### Your assignment
Render every entry exactly as it appears.

══════════════════════════════

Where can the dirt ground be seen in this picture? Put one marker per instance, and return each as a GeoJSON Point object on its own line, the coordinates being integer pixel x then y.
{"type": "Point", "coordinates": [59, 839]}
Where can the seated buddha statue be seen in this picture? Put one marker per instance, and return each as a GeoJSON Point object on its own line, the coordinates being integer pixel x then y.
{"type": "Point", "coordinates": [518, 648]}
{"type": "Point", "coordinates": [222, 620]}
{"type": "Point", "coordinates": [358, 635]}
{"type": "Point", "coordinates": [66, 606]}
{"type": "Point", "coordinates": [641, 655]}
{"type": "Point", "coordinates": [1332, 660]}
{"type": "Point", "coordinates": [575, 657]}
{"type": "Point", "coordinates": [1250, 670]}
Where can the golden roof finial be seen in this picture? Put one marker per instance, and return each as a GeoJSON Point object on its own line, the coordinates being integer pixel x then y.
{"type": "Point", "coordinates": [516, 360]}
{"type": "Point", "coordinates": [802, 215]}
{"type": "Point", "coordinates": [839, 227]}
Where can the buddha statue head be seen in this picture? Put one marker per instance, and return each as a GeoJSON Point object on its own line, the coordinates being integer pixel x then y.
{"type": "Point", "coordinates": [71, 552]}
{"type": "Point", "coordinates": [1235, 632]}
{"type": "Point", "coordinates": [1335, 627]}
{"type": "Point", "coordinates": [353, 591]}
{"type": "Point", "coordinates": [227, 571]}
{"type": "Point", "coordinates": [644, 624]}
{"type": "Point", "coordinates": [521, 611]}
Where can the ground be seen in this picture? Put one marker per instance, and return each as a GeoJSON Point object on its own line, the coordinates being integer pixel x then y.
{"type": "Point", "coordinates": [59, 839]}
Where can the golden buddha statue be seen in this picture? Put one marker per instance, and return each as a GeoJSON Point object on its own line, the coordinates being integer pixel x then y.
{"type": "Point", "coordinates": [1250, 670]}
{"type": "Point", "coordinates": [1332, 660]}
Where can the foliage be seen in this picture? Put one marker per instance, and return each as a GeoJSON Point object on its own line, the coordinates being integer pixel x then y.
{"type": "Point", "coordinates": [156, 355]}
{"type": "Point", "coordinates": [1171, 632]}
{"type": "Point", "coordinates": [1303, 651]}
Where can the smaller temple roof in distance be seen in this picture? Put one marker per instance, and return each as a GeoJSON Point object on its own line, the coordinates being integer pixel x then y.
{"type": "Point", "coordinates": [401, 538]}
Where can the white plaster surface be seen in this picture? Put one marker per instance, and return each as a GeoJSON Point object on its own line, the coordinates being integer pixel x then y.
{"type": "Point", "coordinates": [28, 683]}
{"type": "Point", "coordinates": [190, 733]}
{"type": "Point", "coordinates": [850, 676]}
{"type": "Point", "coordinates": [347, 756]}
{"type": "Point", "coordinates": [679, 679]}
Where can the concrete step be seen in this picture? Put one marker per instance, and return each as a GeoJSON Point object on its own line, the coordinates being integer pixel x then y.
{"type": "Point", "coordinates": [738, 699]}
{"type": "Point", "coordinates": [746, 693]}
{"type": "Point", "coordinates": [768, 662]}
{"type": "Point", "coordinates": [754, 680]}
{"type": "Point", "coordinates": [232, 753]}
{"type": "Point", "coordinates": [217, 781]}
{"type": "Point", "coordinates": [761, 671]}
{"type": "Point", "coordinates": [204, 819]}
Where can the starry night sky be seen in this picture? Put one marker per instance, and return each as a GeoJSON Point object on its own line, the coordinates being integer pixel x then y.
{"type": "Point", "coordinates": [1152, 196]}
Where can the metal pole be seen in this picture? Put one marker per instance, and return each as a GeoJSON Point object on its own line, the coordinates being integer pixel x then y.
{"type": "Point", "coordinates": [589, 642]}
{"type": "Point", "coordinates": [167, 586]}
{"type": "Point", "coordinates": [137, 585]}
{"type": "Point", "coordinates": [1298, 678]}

══════════════════════════════

### Solution to this task
Where can the dirt ground be seen in this picture? Put one marker per instance, and return each as a GeoJSON Point object on its own line, the coordinates being integer pixel x then y.
{"type": "Point", "coordinates": [59, 839]}
Where can the seated buddha statue be seen in this picture? Put one marker per instance, and return each as a GeoJSON Point object on its own line, the coordinates being integer pixel x then y.
{"type": "Point", "coordinates": [518, 648]}
{"type": "Point", "coordinates": [222, 620]}
{"type": "Point", "coordinates": [358, 635]}
{"type": "Point", "coordinates": [66, 606]}
{"type": "Point", "coordinates": [641, 655]}
{"type": "Point", "coordinates": [1332, 660]}
{"type": "Point", "coordinates": [575, 657]}
{"type": "Point", "coordinates": [1250, 670]}
Where can the golden roof finial be seen in this picture? Put one marker per instance, and return each as a GeoJSON Point object on its own line, the coordinates being integer pixel x then y.
{"type": "Point", "coordinates": [516, 360]}
{"type": "Point", "coordinates": [802, 215]}
{"type": "Point", "coordinates": [839, 227]}
Where can the buddha statue head be seen in this picture? Put one marker per instance, and return each as a GeoJSON Point object on its own line, the coordinates being integer pixel x then y.
{"type": "Point", "coordinates": [71, 552]}
{"type": "Point", "coordinates": [1235, 632]}
{"type": "Point", "coordinates": [1335, 627]}
{"type": "Point", "coordinates": [353, 591]}
{"type": "Point", "coordinates": [227, 571]}
{"type": "Point", "coordinates": [644, 624]}
{"type": "Point", "coordinates": [521, 611]}
Where can the ground be seen in this picture? Put one marker per instance, and return each as a GeoJSON Point object on its own line, the coordinates being integer pixel x then y.
{"type": "Point", "coordinates": [59, 839]}
Where can the golden buddha statue be seen in this picture? Put one marker per instance, and return each as a GeoJSON Point object on its own line, the coordinates being integer pixel x then y.
{"type": "Point", "coordinates": [1250, 670]}
{"type": "Point", "coordinates": [1332, 660]}
Where can the foliage be seen in this picture? Put one marker per instance, and return each as a GeoJSON Point object on its own line, the coordinates being integer pixel x then y.
{"type": "Point", "coordinates": [156, 355]}
{"type": "Point", "coordinates": [1171, 632]}
{"type": "Point", "coordinates": [1303, 651]}
Where can the smaller temple roof in distance be seen in this picture? Put one marker per instance, and return each as a GeoJSON Point object on its own line, the coordinates being integer pixel x then y.
{"type": "Point", "coordinates": [401, 538]}
Where can the white plaster surface be seen in this picture? Put one marker per instance, and return each as a GeoJSON Point object on its own line, the coordinates being integer pixel x then y.
{"type": "Point", "coordinates": [28, 683]}
{"type": "Point", "coordinates": [190, 733]}
{"type": "Point", "coordinates": [850, 676]}
{"type": "Point", "coordinates": [347, 756]}
{"type": "Point", "coordinates": [679, 679]}
Where can the concrete step be seen in this picture? Put one marker per instance, and return each as a GeoJSON Point object on its own line, the coordinates being integer pixel x then y.
{"type": "Point", "coordinates": [738, 699]}
{"type": "Point", "coordinates": [746, 693]}
{"type": "Point", "coordinates": [768, 662]}
{"type": "Point", "coordinates": [754, 680]}
{"type": "Point", "coordinates": [232, 753]}
{"type": "Point", "coordinates": [217, 781]}
{"type": "Point", "coordinates": [761, 671]}
{"type": "Point", "coordinates": [204, 819]}
Where can the starry night sky be seen in this picture? Put one marker per instance, and return each as a GeoJSON Point object on its own line, the coordinates being integer pixel x then y.
{"type": "Point", "coordinates": [1152, 196]}
Where can the metal pole be seen in this picture? Put one marker per instance, and return each as a GeoJSON Point object on its own line, the coordinates being integer pixel x then y.
{"type": "Point", "coordinates": [589, 642]}
{"type": "Point", "coordinates": [167, 586]}
{"type": "Point", "coordinates": [137, 585]}
{"type": "Point", "coordinates": [1298, 678]}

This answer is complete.